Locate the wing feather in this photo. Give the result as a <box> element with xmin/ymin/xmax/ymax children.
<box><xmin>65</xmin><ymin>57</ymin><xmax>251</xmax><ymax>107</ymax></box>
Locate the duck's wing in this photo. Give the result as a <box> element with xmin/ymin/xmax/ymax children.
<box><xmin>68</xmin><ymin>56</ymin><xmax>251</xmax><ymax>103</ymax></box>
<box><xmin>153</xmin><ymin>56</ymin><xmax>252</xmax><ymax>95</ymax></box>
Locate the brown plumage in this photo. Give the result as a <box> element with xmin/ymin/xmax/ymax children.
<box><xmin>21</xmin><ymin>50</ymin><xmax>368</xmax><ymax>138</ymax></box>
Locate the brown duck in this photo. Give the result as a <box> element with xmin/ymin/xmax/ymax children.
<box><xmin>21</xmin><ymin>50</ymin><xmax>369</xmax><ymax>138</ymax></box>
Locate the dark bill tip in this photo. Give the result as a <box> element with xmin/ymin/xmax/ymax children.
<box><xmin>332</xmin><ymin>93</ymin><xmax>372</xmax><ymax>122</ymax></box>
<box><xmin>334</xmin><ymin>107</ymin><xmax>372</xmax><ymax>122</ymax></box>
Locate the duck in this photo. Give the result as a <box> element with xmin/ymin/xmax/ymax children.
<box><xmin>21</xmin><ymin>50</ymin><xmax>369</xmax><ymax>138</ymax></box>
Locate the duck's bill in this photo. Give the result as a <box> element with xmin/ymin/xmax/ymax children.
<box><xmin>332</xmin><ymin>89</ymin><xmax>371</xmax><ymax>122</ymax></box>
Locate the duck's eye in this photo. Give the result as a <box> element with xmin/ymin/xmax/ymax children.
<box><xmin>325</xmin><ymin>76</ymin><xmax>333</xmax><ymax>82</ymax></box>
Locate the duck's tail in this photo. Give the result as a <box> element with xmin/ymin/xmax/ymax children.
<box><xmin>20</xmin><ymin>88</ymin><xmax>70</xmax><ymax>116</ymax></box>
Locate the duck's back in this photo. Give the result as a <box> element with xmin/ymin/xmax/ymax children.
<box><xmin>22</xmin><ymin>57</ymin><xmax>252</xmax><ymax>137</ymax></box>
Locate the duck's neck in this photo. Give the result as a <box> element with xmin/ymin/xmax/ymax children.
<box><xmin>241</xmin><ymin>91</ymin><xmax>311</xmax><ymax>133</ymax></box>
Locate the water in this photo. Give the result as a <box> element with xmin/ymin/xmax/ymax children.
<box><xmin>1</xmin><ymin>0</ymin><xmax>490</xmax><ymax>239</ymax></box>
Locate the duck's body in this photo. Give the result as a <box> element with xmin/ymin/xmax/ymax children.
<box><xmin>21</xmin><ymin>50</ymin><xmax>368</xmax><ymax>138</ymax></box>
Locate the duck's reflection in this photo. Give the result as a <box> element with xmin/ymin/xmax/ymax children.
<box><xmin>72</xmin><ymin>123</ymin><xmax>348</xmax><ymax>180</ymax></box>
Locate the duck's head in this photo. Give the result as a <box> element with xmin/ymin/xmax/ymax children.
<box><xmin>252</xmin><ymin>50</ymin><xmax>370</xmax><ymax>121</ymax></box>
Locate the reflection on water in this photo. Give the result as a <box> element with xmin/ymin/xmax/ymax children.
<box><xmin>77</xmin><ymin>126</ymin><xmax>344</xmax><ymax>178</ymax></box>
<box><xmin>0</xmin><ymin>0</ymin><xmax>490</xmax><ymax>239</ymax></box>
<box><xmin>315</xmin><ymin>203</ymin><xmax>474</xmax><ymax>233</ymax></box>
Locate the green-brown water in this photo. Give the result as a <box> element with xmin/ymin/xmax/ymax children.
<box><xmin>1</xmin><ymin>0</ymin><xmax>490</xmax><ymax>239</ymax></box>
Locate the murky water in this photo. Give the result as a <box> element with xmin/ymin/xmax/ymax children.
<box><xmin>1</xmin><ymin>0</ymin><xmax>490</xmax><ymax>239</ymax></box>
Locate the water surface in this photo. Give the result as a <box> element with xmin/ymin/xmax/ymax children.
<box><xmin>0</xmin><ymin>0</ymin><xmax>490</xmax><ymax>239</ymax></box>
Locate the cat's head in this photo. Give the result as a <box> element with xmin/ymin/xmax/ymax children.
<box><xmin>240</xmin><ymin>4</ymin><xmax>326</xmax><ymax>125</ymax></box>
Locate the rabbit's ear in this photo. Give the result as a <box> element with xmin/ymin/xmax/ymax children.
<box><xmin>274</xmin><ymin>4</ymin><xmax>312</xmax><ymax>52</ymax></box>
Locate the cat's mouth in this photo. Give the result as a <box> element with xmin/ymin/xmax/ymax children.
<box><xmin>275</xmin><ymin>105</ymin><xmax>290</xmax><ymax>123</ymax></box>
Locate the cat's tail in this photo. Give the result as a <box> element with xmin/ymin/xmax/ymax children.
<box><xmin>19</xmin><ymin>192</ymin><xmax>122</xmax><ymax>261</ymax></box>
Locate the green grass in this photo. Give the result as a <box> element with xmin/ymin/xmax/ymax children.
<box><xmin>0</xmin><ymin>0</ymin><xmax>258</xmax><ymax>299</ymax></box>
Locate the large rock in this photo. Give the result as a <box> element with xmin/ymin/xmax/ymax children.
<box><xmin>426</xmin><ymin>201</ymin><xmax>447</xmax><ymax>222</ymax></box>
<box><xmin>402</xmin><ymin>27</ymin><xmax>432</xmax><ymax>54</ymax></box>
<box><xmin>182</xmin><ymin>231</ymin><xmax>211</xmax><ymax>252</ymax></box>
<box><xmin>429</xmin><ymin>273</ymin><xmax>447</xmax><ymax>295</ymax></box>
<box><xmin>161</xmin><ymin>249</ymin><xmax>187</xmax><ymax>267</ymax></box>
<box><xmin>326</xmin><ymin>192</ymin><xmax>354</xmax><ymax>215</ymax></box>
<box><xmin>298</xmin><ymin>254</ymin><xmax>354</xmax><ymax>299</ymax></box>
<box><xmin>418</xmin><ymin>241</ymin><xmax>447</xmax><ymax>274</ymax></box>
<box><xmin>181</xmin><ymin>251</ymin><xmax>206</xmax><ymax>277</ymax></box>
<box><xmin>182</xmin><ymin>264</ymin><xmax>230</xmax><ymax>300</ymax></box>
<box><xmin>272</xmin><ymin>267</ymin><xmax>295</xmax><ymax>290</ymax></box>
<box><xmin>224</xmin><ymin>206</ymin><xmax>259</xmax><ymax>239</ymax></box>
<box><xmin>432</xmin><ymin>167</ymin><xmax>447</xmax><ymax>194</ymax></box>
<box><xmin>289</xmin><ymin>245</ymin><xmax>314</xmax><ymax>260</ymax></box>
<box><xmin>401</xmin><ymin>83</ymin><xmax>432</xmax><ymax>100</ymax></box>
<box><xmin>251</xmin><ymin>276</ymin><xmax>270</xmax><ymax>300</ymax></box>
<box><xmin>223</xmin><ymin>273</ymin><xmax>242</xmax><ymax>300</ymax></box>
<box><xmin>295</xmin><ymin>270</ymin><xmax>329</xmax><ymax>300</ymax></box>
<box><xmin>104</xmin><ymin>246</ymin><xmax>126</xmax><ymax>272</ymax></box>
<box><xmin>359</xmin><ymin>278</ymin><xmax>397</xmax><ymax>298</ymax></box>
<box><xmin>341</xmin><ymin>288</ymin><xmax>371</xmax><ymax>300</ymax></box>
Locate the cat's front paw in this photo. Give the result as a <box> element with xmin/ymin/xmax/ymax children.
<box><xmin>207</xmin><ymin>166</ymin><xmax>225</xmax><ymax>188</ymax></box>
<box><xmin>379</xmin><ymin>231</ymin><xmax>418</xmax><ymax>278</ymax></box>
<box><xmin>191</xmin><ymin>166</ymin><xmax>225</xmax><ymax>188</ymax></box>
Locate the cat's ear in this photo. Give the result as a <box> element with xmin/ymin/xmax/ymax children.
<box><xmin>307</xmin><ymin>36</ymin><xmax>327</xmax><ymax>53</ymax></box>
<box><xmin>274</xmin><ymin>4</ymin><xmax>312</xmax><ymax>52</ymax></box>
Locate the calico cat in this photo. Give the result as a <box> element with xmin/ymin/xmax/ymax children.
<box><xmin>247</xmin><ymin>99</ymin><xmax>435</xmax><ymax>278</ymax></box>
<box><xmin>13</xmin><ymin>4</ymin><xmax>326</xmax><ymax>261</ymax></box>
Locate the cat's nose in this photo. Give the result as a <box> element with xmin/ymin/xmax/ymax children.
⁂
[DIRECTIONS]: In the records above, copy exactly the lines from the one that contains "Locate the calico" through the last, and nothing else.

[REPLY]:
Locate the calico cat in this photo. Give the result as a <box> element with xmin/ymin/xmax/ymax children.
<box><xmin>247</xmin><ymin>99</ymin><xmax>435</xmax><ymax>278</ymax></box>
<box><xmin>13</xmin><ymin>4</ymin><xmax>326</xmax><ymax>261</ymax></box>
Locate the cat's nose in this photo. Give the result as a <box> element with xmin/ymin/xmax/ymax children.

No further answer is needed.